**Direction**
Only the lines from the one containing "Check that each instance of the mount" to the end of the entries should be written out, each exactly as it stands, both ends included.

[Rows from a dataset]
★ ★ ★ ★ ★

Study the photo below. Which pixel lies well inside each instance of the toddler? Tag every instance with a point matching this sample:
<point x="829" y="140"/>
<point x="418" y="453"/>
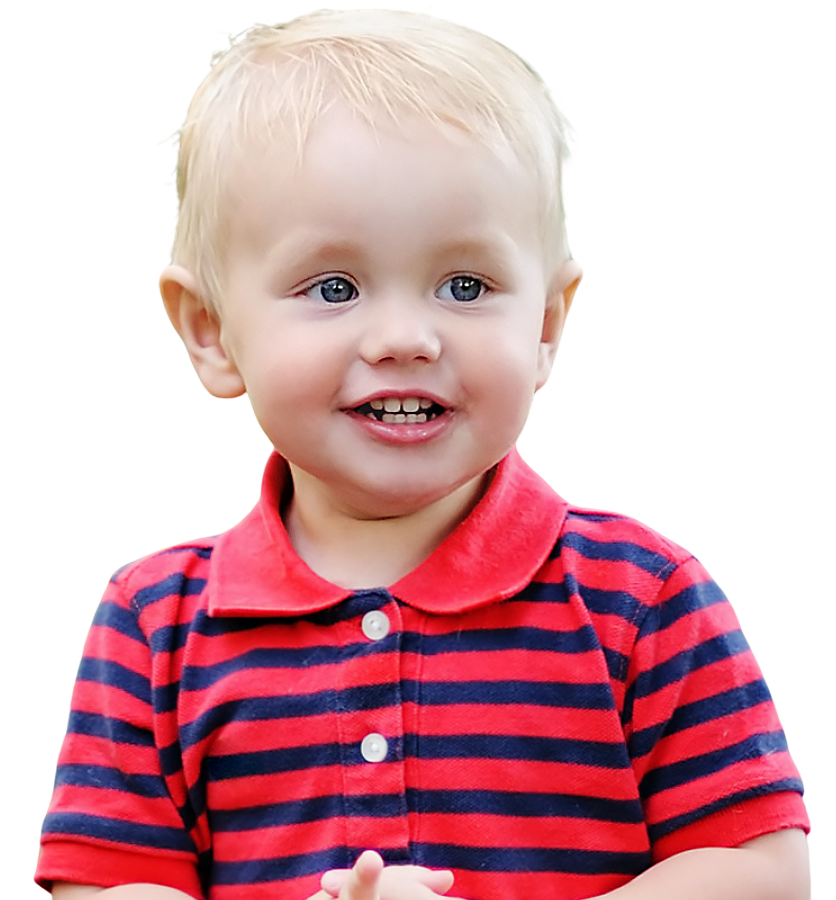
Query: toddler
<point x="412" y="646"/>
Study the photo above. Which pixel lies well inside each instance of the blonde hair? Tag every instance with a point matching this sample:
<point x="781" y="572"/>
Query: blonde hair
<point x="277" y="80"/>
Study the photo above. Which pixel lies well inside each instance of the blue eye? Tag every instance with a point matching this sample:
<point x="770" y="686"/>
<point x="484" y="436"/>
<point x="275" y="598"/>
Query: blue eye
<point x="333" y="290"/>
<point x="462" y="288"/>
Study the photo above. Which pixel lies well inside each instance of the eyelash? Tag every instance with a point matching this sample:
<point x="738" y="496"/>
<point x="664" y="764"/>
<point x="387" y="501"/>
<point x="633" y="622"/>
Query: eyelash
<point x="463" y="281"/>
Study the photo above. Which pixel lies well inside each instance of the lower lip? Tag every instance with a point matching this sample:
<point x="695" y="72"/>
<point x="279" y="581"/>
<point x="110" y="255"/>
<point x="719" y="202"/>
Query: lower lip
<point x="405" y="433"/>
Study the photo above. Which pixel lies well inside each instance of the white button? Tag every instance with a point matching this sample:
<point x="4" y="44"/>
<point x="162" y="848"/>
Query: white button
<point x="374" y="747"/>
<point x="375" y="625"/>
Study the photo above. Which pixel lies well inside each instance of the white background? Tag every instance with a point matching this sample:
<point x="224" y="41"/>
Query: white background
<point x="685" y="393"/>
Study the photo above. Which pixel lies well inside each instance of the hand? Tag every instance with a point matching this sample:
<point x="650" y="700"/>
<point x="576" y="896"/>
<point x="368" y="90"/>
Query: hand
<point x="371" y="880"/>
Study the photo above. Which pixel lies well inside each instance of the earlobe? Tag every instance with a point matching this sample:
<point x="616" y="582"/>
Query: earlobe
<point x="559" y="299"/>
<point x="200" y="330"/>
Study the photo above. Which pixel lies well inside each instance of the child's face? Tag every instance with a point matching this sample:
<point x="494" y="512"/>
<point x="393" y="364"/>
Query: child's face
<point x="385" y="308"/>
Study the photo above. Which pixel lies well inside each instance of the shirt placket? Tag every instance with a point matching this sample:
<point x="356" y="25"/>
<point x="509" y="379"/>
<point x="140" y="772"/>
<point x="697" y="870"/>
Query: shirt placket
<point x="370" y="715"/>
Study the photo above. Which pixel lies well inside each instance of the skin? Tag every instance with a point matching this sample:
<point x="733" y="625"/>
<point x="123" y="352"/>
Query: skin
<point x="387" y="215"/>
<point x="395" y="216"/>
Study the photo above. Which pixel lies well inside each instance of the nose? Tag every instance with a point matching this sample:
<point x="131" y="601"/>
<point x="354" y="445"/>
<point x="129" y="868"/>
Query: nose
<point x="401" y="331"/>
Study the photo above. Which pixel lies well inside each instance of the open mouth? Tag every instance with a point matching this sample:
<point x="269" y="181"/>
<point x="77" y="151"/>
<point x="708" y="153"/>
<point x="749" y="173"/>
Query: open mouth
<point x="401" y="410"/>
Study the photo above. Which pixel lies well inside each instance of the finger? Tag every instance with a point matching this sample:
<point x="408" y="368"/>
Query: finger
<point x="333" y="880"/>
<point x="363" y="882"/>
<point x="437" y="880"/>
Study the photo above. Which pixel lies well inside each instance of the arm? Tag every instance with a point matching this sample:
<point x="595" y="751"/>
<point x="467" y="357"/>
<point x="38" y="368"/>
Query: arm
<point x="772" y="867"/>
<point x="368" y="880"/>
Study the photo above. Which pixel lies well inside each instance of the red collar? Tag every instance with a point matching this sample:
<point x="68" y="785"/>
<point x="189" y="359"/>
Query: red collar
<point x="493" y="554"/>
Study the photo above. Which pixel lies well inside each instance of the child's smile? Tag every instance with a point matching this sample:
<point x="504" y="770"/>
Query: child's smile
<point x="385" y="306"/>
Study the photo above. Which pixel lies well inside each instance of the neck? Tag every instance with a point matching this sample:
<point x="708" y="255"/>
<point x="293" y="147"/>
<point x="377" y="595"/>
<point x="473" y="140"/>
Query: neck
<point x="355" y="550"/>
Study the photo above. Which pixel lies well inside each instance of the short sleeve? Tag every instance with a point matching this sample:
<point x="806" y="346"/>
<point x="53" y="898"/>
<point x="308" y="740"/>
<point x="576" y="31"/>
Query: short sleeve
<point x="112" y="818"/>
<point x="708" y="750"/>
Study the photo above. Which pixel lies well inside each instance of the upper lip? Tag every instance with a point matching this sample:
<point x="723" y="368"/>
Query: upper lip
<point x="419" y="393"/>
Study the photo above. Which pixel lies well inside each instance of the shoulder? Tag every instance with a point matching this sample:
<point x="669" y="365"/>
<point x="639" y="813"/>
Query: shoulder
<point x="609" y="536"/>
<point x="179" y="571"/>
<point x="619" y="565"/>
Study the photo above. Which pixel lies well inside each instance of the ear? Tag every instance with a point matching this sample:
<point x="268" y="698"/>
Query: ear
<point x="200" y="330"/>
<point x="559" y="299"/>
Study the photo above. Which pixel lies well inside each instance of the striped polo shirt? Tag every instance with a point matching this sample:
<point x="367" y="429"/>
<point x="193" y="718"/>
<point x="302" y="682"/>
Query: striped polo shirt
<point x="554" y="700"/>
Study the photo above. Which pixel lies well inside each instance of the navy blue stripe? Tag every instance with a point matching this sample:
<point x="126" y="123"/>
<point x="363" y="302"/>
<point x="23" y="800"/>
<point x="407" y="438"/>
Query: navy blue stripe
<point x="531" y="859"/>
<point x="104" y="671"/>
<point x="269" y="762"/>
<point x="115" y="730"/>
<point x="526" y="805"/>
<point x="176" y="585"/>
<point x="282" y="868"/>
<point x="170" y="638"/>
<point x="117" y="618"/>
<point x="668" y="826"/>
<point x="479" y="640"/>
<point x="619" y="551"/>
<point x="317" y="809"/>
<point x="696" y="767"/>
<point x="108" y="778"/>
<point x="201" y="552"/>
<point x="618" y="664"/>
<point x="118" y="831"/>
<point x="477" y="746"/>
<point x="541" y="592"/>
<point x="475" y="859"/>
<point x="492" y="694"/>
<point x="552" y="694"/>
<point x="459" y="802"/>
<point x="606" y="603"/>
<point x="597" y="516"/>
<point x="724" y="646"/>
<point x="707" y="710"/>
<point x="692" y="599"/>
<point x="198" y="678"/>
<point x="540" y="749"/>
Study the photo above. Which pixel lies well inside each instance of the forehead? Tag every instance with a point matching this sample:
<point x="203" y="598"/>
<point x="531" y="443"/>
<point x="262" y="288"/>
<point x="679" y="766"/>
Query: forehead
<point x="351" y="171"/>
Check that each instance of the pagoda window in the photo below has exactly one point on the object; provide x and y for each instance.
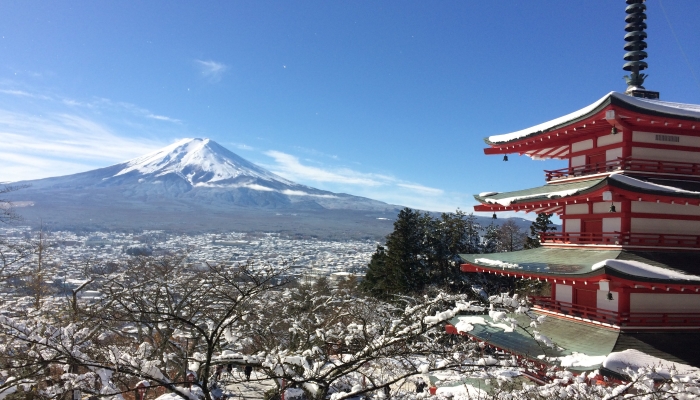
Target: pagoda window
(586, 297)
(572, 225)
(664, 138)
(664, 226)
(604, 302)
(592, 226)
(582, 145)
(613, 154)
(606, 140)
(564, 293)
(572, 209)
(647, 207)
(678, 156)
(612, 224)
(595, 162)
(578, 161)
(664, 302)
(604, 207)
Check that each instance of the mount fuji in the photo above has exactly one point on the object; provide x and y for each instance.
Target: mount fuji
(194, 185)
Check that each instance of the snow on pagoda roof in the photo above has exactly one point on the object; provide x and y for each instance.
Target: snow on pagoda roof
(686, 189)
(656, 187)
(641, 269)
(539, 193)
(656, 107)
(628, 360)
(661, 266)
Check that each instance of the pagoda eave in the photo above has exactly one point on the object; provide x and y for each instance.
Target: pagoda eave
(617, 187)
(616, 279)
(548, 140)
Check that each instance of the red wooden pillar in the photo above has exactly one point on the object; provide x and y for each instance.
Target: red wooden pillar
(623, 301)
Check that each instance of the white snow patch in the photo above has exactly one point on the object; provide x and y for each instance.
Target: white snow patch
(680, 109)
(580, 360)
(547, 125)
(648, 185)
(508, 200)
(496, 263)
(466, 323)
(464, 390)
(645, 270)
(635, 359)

★ ★ ★ ★ ★

**Response**
Check that each instance of the mount fuji in the photo above has exactly one point on the object; provide x and y for each instance.
Target: mount fuji
(194, 185)
Check that each instance of the snow on pagoda roof in the photo above has exactly one point on the object; provide x and y for each instance.
Target: snow on pagoda roof
(686, 189)
(656, 187)
(641, 269)
(539, 193)
(656, 107)
(628, 360)
(661, 266)
Check that each instance of the pagoda eave in the photo above has exactly one point on the object; provide x and y for each instance.
Target: pagoda eave
(617, 187)
(616, 279)
(548, 140)
Check that each instance of the red wooden pillar in the photo above has exactly one point on the object; provide x and y for each instance.
Target: red wooden pillar
(623, 301)
Check that each instance of the white snow patch in the photo above has exactly one point on the object; provide x and y for each instance.
Target: white snow patch
(680, 109)
(580, 360)
(547, 125)
(648, 185)
(508, 200)
(496, 263)
(466, 323)
(464, 390)
(645, 270)
(635, 359)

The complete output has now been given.